[Stored entries]
-- begin --
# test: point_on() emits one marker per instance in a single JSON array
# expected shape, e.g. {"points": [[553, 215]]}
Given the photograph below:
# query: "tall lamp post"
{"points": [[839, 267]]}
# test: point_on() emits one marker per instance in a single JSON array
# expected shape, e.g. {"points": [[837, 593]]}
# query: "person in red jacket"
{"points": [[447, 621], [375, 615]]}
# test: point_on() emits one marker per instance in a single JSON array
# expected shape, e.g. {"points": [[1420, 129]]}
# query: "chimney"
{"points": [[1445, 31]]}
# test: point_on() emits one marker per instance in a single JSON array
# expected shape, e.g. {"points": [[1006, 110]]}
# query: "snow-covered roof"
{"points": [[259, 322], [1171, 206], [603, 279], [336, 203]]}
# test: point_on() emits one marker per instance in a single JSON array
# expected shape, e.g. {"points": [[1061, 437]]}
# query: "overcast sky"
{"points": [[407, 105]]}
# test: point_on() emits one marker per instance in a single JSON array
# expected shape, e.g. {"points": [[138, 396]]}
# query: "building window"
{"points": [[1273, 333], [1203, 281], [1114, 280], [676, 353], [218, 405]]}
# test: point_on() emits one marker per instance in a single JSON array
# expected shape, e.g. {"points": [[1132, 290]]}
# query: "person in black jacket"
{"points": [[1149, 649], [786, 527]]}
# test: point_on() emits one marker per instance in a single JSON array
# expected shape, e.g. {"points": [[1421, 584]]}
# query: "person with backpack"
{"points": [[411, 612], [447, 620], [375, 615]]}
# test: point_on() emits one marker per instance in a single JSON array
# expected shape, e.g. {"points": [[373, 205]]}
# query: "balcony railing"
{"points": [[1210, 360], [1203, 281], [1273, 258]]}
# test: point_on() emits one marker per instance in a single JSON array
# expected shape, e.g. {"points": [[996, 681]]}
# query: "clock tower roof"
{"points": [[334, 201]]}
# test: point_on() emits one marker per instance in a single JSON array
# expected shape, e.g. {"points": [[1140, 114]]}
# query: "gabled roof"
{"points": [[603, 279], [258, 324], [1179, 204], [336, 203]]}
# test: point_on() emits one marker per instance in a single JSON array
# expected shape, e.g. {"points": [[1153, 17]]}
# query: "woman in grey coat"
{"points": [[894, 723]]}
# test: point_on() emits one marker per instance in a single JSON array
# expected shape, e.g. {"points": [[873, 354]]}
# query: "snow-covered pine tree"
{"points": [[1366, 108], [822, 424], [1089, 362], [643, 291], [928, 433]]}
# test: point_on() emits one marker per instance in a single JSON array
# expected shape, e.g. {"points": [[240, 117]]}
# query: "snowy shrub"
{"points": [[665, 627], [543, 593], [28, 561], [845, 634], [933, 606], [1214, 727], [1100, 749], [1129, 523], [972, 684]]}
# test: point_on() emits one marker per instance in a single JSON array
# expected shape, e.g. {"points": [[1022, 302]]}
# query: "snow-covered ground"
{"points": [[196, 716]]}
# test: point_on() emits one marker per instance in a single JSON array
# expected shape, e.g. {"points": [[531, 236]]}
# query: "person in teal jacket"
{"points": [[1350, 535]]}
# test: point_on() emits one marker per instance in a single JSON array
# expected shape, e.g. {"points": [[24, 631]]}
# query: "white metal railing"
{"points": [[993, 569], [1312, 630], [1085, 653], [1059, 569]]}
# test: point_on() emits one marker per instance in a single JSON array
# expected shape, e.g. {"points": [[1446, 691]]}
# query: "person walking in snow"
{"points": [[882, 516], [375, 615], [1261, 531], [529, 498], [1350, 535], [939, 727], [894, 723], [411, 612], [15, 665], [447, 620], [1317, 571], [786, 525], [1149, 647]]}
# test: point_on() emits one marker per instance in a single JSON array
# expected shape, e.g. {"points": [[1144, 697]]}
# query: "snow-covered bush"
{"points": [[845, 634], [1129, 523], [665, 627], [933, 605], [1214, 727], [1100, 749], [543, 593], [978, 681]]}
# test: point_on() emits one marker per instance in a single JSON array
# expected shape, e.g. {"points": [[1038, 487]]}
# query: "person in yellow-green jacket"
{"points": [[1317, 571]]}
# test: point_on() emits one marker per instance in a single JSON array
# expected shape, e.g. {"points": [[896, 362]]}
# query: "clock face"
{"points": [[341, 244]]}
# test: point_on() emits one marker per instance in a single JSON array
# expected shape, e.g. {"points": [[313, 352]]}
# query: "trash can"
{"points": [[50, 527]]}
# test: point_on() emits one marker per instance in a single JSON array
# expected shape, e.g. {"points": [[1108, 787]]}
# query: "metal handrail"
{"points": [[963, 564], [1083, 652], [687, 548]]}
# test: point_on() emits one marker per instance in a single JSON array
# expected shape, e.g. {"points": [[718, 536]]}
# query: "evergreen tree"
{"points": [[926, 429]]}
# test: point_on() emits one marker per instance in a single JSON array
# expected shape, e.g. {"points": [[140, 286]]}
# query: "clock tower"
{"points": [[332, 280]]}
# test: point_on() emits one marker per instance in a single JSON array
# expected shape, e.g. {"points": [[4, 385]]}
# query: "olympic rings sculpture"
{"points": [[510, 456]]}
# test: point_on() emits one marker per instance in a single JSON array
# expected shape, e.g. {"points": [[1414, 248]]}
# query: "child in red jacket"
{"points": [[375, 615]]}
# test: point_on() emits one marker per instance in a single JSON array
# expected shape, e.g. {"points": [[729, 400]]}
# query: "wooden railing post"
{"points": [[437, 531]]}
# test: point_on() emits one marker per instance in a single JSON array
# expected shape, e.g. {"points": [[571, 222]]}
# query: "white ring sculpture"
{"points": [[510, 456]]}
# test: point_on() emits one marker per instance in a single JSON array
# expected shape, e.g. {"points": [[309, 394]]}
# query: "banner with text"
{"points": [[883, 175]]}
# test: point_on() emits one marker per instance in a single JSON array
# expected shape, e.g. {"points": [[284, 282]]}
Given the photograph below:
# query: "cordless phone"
-- end --
Type out the material again exactly as presented.

# test: point_on() emits one marker per instance in a single JSON array
# expected shape, e.g. {"points": [[553, 215]]}
Given the photograph below:
# query: "tall lamp post"
{"points": [[839, 267]]}
# test: point_on() emits one marker per instance in a single JSON array
# expected shape, e.g. {"points": [[837, 593]]}
# query: "person in red jacket"
{"points": [[447, 621], [375, 615]]}
# test: point_on() emits one marker per instance in a single JSON array
# expected shape, e.g. {"points": [[1420, 129]]}
# query: "chimney"
{"points": [[1445, 31]]}
# test: point_on() emits one marker per instance in a single JSON array
# expected shape, e.g. {"points": [[1006, 110]]}
# query: "snow-covered roof"
{"points": [[259, 322], [1171, 206], [603, 279], [336, 203]]}
# test: point_on() emits one marker per instance in a single JSON array
# expected shape, e.g. {"points": [[1061, 437]]}
# query: "overcast sky"
{"points": [[407, 105]]}
# test: point_on() emits one marker per instance in a single JSON array
# expected shape, e.g. {"points": [[138, 396]]}
# query: "building window"
{"points": [[1273, 333], [1203, 281], [1114, 280], [676, 353], [218, 405]]}
# test: point_on() emits one marker per instance in a single JSON array
# expected shape, e.g. {"points": [[1132, 290]]}
# query: "person in black jacket"
{"points": [[1149, 649], [786, 527]]}
# test: point_on() emits one marker per instance in a single JSON array
# expected shape, e.g. {"points": [[1421, 584]]}
# query: "person with backpack"
{"points": [[411, 612], [447, 620], [375, 615]]}
# test: point_on() emits one marker per instance in a single JSON array
# expected shape, e.g. {"points": [[373, 205]]}
# query: "balcony railing"
{"points": [[1210, 360], [1203, 281], [1273, 258]]}
# test: point_on() emits one marker per instance in a single JSON array
# expected shape, e.g. {"points": [[996, 681]]}
# query: "clock tower roof"
{"points": [[334, 201]]}
# test: point_on() emits one marker per instance in a single JSON array
# expected shape, e.g. {"points": [[1140, 114]]}
# query: "gabled roof"
{"points": [[603, 279], [258, 324], [1179, 204], [336, 203]]}
# test: point_on() emits one marker per instance in a single JSON array
# expected shape, e.g. {"points": [[1153, 17]]}
# query: "woman in grey coat"
{"points": [[894, 723]]}
# test: point_on() emits one marker per instance in a single JSON array
# expected shape, e.g. {"points": [[873, 354]]}
# query: "snow-covered pine tree"
{"points": [[1366, 108], [822, 424], [1089, 362], [643, 291], [928, 433]]}
# test: point_on() emits one marker per instance in a single JSON array
# expected shape, e.g. {"points": [[240, 117]]}
# query: "snowy shrub"
{"points": [[665, 627], [543, 593], [28, 561], [845, 634], [933, 606], [1214, 727], [1100, 749], [1129, 523], [972, 684]]}
# test: point_on() emits one marker per instance in a single JSON array
# expected shape, e.g. {"points": [[1022, 302]]}
# query: "snow-covered ground"
{"points": [[196, 716]]}
# test: point_on() emits one marker per instance in a single JSON array
# expected shape, e.g. {"points": [[531, 236]]}
# query: "person in teal jacket"
{"points": [[1350, 535]]}
# test: point_on() emits one marker per instance in a single JSON array
# expected shape, e.g. {"points": [[24, 631]]}
# query: "white metal railing"
{"points": [[993, 569], [1312, 630], [1085, 653], [1059, 569]]}
# test: point_on() emits one marker per instance in a single JSON array
# expected shape, e.g. {"points": [[1446, 691]]}
# query: "person walking in snow"
{"points": [[882, 516], [375, 615], [1261, 531], [529, 498], [1350, 535], [939, 727], [894, 723], [411, 612], [15, 665], [447, 620], [1317, 571], [786, 525], [1149, 647]]}
# test: point_on() emits one marker per instance in a single JSON array
# expected shape, e.g. {"points": [[1144, 697]]}
# query: "snow-covered bush"
{"points": [[845, 634], [1129, 523], [665, 627], [933, 605], [1214, 727], [1100, 749], [543, 593], [978, 681]]}
# test: point_on() emits one marker per instance in a single JSON array
# expected shape, e.g. {"points": [[1038, 487]]}
# query: "person in yellow-green jacket"
{"points": [[1317, 571]]}
# test: point_on() emits one marker per instance in a single JSON array
# expected shape, e.g. {"points": [[896, 362]]}
# query: "clock face"
{"points": [[341, 244]]}
# test: point_on() emits one marker per instance in a single JSON array
# expected shape, e.g. {"points": [[313, 352]]}
# query: "trash can"
{"points": [[50, 527]]}
# test: point_on() emits one marker per instance in a single JSON array
# expected shape, e.g. {"points": [[1108, 787]]}
# query: "metal handrail"
{"points": [[963, 564], [1083, 652], [687, 548]]}
# test: point_on() emits one marker per instance in a single JSON array
# expected shape, e.g. {"points": [[718, 536]]}
# query: "evergreen tree"
{"points": [[926, 429]]}
# test: point_on() emits one marker per instance in a single JSON array
# expected shape, e.g. {"points": [[140, 286]]}
# query: "clock tower"
{"points": [[332, 280]]}
# test: point_on() emits one marker per instance in a single JSON array
# expected shape, e.g. {"points": [[4, 385]]}
# query: "olympic rings sculpture"
{"points": [[510, 456]]}
# test: point_on() emits one marker per instance in a single JSON array
# expected shape, e.g. {"points": [[1414, 248]]}
# query: "child in red jacket"
{"points": [[375, 615]]}
# test: point_on() emits one marker per instance in a single JSON array
# expected shape, e.g. {"points": [[729, 400]]}
# query: "wooden railing post"
{"points": [[437, 531]]}
# test: point_on() emits one marker per instance in a single JSON array
# expected shape, e.g. {"points": [[571, 222]]}
# query: "white ring sculpture"
{"points": [[510, 456]]}
# test: point_on() emits one marker per instance in a single JSON array
# expected shape, e.g. {"points": [[309, 394]]}
# query: "banner with text"
{"points": [[883, 175]]}
# test: point_on() emits one marker per instance in a single JSON array
# expected shape, e.g. {"points": [[284, 282]]}
Given the photograph below:
# query: "cordless phone"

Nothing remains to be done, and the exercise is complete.